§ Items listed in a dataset
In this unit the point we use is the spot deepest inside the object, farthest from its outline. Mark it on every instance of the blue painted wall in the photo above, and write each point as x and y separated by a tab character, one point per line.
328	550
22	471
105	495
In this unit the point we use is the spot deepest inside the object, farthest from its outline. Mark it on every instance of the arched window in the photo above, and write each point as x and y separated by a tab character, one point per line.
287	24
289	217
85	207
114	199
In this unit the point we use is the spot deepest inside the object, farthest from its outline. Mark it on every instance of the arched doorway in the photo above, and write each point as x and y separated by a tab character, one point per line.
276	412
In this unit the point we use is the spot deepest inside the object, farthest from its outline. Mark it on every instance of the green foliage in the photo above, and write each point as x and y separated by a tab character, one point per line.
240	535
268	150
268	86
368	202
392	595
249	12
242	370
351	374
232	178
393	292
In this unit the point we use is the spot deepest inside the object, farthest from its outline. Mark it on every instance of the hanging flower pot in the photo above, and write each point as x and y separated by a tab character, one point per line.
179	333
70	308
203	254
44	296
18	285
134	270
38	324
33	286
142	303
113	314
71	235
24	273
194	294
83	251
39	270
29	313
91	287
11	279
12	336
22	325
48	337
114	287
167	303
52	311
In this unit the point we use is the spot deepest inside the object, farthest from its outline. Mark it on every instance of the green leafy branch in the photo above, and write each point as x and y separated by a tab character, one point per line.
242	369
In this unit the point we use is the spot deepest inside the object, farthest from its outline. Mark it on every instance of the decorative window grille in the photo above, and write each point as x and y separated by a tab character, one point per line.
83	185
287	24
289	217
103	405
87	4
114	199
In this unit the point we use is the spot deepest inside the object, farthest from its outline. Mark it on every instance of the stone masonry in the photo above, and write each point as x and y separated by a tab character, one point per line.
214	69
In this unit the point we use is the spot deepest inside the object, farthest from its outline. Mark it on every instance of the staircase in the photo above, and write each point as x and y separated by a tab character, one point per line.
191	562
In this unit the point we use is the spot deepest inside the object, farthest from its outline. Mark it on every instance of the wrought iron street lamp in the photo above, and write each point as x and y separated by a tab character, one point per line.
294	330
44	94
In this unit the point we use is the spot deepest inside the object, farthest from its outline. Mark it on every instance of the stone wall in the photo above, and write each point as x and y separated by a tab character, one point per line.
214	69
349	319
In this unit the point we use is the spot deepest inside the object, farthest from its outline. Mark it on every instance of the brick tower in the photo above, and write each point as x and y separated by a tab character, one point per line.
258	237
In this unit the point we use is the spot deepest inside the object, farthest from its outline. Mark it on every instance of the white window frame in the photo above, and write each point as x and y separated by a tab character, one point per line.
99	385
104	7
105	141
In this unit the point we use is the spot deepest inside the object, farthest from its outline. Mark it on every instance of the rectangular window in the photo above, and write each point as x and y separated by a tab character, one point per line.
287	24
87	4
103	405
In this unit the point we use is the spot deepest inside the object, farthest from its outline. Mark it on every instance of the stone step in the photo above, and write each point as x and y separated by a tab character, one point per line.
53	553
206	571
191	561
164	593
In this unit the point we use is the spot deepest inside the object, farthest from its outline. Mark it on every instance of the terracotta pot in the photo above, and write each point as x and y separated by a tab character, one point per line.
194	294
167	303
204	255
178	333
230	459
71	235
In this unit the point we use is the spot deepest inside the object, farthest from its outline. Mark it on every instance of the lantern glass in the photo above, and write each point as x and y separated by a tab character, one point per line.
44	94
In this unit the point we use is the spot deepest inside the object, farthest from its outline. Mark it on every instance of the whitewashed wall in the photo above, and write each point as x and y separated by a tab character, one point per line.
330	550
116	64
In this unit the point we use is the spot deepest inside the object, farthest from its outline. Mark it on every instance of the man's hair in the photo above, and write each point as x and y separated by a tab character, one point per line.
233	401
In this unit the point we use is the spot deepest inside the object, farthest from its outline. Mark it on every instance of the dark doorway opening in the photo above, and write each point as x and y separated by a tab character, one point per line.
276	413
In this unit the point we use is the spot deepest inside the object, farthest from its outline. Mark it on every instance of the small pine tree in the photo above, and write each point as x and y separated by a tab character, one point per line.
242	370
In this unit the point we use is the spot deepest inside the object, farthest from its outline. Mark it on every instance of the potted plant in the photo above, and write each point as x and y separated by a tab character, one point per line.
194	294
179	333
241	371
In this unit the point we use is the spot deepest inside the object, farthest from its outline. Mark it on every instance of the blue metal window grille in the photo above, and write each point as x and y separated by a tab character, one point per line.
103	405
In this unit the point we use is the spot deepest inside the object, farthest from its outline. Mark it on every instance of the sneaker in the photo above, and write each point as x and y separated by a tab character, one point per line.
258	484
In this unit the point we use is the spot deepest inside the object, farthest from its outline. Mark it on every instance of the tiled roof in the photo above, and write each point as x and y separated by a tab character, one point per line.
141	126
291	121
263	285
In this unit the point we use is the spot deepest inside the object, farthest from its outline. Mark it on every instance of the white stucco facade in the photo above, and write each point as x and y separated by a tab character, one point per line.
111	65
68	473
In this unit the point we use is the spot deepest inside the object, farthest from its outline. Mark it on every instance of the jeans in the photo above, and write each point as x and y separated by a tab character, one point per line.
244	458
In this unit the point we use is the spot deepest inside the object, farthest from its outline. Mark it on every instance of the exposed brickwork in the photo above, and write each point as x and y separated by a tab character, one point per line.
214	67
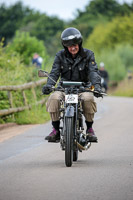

§ What the task requires
Select every line of the data above that contains the word "leafy", and copy each one in full.

§ Final answer
In this unit the point we use is the spot deepest inside the object, farthest from its outline. Mark it on every instance of the green leafy branch in the photo above, and write each point as x and y separated by a tab character, one point per line.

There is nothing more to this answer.